_EXERCISE INSTRUCTIONS_.
1. Answer these questions using the commentary on the OPEC+ production deal, one answer per line:
(a) Who is listed as the author in the citation?
(b) How long did Thursday's OPEC+ meeting last?
(c) What size are the July and August production increases in the new agreement?
2. List every month named in the commentary on the OPEC+ production deal.
3. In the commentary on the OPEC+ production deal, reproduce the text from "Under the terms" to "early (see table).".

Table of Contents
Author(s)
Share this Publication
- Print This Publication
- Cite This Publication Copy Citation
Mark Finley, “The Art of the Deal…in Arabic” (Houston: Rice University’s Baker Institute for Public Policy, June 7, 2022).
The Saudi leadership drives a hard bargain. They have won a major concession from the U.S. while making a largely symbolic change in oil policy — and kept Russia on board with the plan. Consumers (and politicians) hoping for relief from rising prices at the pump are likely to be disappointed.
On Thursday, the OPEC+ group agreed (in another 15-minute meeting) to accelerate planned production increases, responding to consumer anxiety over soaring fuel prices. Interestingly, this decision appears to have been supported by Russia, despite sanctions that have created major difficulties in marketing the country’s oil exports.
Under the terms of a deal reached last year, the group had originally planned to increase output by a bit over 400,000 b/d in each of July, August and September — at which point the large COVID-related production cuts made in 2020 would have been fully reversed after nearly two-and-a-half years. Yesterday’s agreement condenses the plan into increases of about 650,000 b/d in July & August, so the group reaches the production total originally planned for September a month early (see table).

_EXTRACTED INFORMATION_.
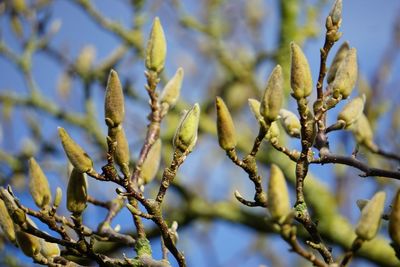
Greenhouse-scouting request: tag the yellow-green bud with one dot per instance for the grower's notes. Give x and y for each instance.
(49, 250)
(186, 134)
(273, 96)
(363, 133)
(151, 163)
(28, 243)
(6, 223)
(300, 74)
(156, 48)
(171, 91)
(290, 123)
(38, 185)
(58, 197)
(254, 105)
(114, 101)
(346, 75)
(394, 220)
(278, 195)
(77, 192)
(369, 222)
(273, 132)
(225, 126)
(121, 154)
(352, 111)
(85, 59)
(76, 155)
(339, 56)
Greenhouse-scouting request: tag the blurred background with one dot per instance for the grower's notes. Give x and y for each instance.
(55, 57)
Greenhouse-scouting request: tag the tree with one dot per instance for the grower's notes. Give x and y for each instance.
(141, 185)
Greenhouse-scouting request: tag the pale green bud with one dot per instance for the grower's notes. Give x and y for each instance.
(352, 111)
(171, 91)
(346, 74)
(38, 185)
(225, 126)
(151, 163)
(77, 192)
(363, 134)
(254, 105)
(28, 243)
(76, 155)
(300, 73)
(394, 220)
(339, 56)
(114, 101)
(369, 222)
(273, 96)
(156, 48)
(290, 123)
(186, 134)
(49, 250)
(6, 223)
(278, 194)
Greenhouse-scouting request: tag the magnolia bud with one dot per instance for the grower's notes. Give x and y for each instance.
(156, 48)
(300, 74)
(171, 91)
(363, 133)
(255, 109)
(28, 243)
(225, 126)
(394, 220)
(273, 96)
(278, 195)
(352, 111)
(6, 223)
(114, 101)
(38, 184)
(346, 74)
(77, 192)
(121, 154)
(76, 155)
(49, 250)
(368, 225)
(290, 123)
(186, 134)
(151, 163)
(339, 56)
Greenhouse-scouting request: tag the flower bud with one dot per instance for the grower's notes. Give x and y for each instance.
(76, 155)
(151, 163)
(290, 123)
(171, 91)
(363, 133)
(186, 134)
(300, 74)
(394, 220)
(352, 111)
(6, 223)
(38, 185)
(29, 244)
(254, 105)
(77, 192)
(225, 126)
(114, 101)
(346, 75)
(368, 225)
(121, 154)
(156, 48)
(273, 96)
(278, 195)
(339, 56)
(49, 250)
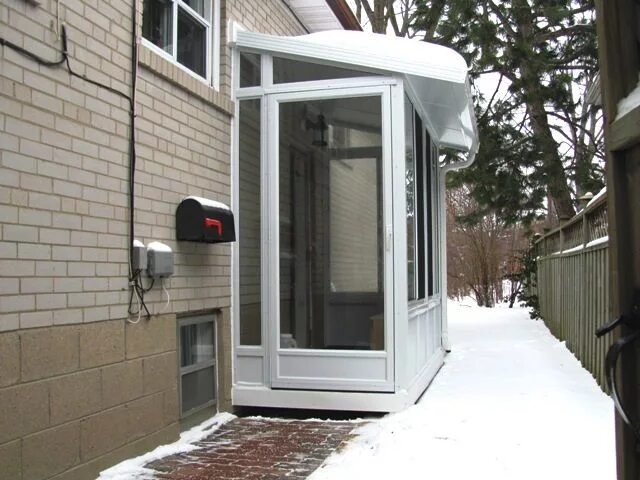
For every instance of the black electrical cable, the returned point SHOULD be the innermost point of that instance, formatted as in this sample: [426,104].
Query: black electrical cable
[31,55]
[135,278]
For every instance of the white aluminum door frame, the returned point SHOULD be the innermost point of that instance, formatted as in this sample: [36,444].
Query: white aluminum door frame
[307,361]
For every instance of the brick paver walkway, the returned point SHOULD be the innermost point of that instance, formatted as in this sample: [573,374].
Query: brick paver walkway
[256,448]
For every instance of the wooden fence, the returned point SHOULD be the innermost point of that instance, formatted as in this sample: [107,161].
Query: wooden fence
[572,284]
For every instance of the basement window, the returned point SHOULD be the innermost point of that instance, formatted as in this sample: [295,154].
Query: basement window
[180,30]
[197,363]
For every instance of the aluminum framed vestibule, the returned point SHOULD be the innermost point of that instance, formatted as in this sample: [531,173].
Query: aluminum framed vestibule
[339,268]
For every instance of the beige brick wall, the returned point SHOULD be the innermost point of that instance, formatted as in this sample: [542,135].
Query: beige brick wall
[81,389]
[76,398]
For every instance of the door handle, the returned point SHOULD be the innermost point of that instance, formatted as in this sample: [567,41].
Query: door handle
[611,360]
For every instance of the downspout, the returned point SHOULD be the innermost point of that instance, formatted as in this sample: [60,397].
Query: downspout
[452,167]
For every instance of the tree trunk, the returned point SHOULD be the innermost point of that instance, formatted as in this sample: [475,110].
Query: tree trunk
[558,186]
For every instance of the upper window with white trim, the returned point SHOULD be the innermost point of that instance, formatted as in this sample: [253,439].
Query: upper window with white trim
[181,31]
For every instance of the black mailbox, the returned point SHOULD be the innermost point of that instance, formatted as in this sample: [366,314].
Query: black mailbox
[203,220]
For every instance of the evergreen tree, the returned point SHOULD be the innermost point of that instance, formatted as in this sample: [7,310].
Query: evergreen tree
[541,49]
[538,140]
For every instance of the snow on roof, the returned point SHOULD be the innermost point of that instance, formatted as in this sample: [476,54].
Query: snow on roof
[437,75]
[598,195]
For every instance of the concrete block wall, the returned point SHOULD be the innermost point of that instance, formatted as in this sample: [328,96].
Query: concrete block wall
[80,388]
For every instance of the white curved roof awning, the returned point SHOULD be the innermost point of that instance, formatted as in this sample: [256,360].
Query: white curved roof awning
[437,74]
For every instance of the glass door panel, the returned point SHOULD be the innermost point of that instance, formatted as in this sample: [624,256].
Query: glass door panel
[331,224]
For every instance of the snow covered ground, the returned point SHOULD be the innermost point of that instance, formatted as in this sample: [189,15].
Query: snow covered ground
[511,402]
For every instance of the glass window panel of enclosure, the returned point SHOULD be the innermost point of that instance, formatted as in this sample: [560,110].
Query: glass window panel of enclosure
[432,220]
[331,249]
[198,389]
[157,23]
[288,71]
[249,226]
[250,74]
[410,188]
[196,344]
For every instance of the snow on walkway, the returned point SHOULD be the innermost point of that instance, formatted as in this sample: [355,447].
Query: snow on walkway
[511,402]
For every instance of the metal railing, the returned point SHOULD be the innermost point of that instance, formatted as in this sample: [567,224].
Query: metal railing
[572,284]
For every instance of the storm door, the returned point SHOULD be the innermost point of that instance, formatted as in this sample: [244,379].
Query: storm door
[330,258]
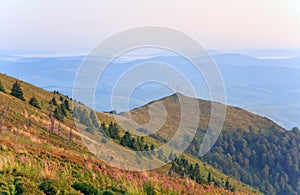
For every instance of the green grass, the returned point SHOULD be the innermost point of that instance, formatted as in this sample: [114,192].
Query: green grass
[34,160]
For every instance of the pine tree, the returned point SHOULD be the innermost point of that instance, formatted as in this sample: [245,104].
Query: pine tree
[58,114]
[67,105]
[53,101]
[34,102]
[94,119]
[2,88]
[17,91]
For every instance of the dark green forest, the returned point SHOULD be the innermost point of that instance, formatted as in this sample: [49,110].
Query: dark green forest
[267,159]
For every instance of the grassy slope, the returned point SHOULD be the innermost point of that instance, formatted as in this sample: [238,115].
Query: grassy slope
[33,155]
[235,117]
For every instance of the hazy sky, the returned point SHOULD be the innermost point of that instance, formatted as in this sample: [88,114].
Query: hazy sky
[216,24]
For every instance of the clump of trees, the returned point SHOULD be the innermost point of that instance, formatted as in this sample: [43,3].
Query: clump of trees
[16,91]
[267,158]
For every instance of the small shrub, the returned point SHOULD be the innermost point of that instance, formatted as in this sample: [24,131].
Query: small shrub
[47,188]
[148,188]
[85,188]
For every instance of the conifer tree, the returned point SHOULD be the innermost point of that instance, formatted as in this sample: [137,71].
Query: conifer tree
[2,88]
[17,91]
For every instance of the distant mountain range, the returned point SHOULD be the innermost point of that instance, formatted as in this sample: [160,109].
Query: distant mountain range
[269,87]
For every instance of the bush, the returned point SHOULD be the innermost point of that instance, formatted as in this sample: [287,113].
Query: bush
[148,188]
[47,188]
[85,188]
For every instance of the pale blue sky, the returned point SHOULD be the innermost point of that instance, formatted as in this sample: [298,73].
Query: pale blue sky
[216,24]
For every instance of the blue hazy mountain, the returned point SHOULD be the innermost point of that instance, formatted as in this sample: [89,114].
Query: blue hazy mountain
[269,87]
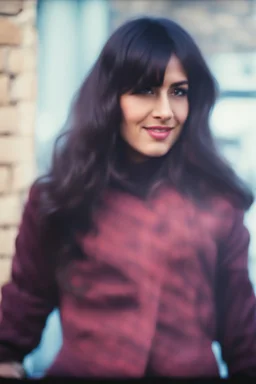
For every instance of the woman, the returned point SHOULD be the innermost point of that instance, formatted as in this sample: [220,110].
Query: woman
[136,233]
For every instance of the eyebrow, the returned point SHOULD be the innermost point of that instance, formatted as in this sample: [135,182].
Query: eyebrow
[179,83]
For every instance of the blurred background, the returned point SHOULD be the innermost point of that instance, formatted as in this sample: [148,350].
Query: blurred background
[65,37]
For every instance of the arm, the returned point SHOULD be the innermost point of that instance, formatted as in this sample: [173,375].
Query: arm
[31,293]
[236,302]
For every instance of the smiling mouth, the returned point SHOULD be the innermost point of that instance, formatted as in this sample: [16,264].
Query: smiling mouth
[159,129]
[159,133]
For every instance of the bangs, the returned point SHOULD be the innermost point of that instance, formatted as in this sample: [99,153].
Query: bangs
[143,63]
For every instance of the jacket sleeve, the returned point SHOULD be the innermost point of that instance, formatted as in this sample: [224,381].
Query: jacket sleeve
[236,302]
[31,293]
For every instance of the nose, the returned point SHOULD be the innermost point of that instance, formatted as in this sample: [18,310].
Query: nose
[162,108]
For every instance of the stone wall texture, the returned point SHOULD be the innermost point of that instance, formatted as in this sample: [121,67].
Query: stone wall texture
[18,42]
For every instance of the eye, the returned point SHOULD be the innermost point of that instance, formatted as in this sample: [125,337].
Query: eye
[144,91]
[180,92]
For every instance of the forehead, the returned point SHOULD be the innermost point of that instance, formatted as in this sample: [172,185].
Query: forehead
[174,71]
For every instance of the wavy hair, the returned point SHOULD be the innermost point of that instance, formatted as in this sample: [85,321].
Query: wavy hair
[85,154]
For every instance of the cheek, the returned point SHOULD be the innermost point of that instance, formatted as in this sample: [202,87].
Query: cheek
[182,112]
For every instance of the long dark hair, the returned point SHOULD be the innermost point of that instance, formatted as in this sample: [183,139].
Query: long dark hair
[84,158]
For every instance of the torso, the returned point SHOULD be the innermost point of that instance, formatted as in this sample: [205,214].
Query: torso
[147,283]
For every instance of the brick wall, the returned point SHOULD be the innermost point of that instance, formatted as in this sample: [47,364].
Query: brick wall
[17,114]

_SOLUTIONS TO THE EXERCISE_.
1.
(a) Mark Finley
(b) 15 minutes
(c) About 650,000 b/d each month

2. June, July, August, September

3.
Under the terms of a deal reached last year, the group had originally planned to increase output by a bit over 400,000 b/d in each of July, August and September — at which point the large COVID-related production cuts made in 2020 would have been fully reversed after nearly two-and-a-half years. Yesterday’s agreement condenses the plan into increases of about 650,000 b/d in July & August, so the group reaches the production total originally planned for September a month early (see table).